start ITEMS

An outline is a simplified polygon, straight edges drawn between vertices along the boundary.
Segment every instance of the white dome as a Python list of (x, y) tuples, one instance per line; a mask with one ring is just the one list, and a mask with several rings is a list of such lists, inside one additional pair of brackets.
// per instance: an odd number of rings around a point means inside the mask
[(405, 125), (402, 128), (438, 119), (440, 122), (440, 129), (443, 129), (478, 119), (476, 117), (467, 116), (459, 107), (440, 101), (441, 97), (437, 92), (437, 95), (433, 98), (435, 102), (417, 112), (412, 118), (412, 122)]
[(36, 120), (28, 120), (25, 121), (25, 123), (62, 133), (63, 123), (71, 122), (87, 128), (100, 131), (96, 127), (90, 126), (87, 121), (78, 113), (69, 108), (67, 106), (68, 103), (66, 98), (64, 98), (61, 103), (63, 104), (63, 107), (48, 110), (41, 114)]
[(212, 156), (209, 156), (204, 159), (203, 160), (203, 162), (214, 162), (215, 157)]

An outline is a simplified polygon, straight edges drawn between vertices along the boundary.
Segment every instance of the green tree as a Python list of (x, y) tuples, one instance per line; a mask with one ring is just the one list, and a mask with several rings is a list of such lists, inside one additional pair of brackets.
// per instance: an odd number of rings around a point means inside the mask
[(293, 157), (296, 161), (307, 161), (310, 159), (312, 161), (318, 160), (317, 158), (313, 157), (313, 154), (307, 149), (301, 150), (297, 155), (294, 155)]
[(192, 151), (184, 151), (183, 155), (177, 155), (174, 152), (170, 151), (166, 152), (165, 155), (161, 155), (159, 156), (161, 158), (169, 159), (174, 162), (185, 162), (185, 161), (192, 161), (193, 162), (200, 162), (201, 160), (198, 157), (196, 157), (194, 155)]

end ITEMS

--- WORK TO BE COMPLETED ---
Print out every entry, keeping each one exact.

--- OUTPUT FOR THIS EXERCISE ---
An outline is a simplified polygon, straight edges drawn between vertices along the boundary.
Segment every instance of the white dome as a Python list of (x, y) tuples, one instance per line; a mask with one ring is just the one list, and a mask with several rings is a list of such lists, inside one additional pair of brackets.
// per instance: an odd number of rings around a point means inside the mask
[(405, 125), (402, 128), (438, 119), (440, 122), (440, 129), (443, 129), (478, 119), (476, 117), (467, 116), (459, 107), (440, 101), (441, 97), (437, 92), (437, 95), (433, 98), (435, 102), (417, 112), (412, 118), (412, 122)]
[(36, 120), (28, 120), (25, 121), (25, 123), (62, 133), (63, 123), (71, 122), (87, 128), (100, 131), (96, 127), (90, 126), (87, 121), (78, 113), (69, 108), (67, 106), (68, 103), (66, 98), (64, 98), (61, 103), (63, 104), (63, 107), (48, 110), (41, 114)]
[(212, 156), (209, 156), (204, 159), (203, 160), (203, 162), (214, 162), (215, 157)]

An outline is a simplified polygon, straight edges drawn between vertices along the boundary.
Segment every instance of the green tree as a Python list of (x, y) tuples, one instance per line; a mask with one ring is just the one list, and a mask with several rings is a list of such lists, inside one additional pair of brackets.
// per instance: an odd number of rings around a point means inside the mask
[(293, 157), (296, 161), (307, 161), (310, 159), (312, 161), (318, 160), (317, 158), (313, 157), (313, 154), (307, 149), (301, 150), (297, 155), (294, 155)]
[(192, 151), (184, 151), (183, 155), (177, 155), (174, 152), (170, 151), (166, 152), (165, 155), (161, 155), (159, 156), (161, 158), (169, 159), (174, 162), (185, 162), (185, 161), (192, 161), (193, 162), (200, 162), (201, 160), (198, 157), (196, 157), (194, 155)]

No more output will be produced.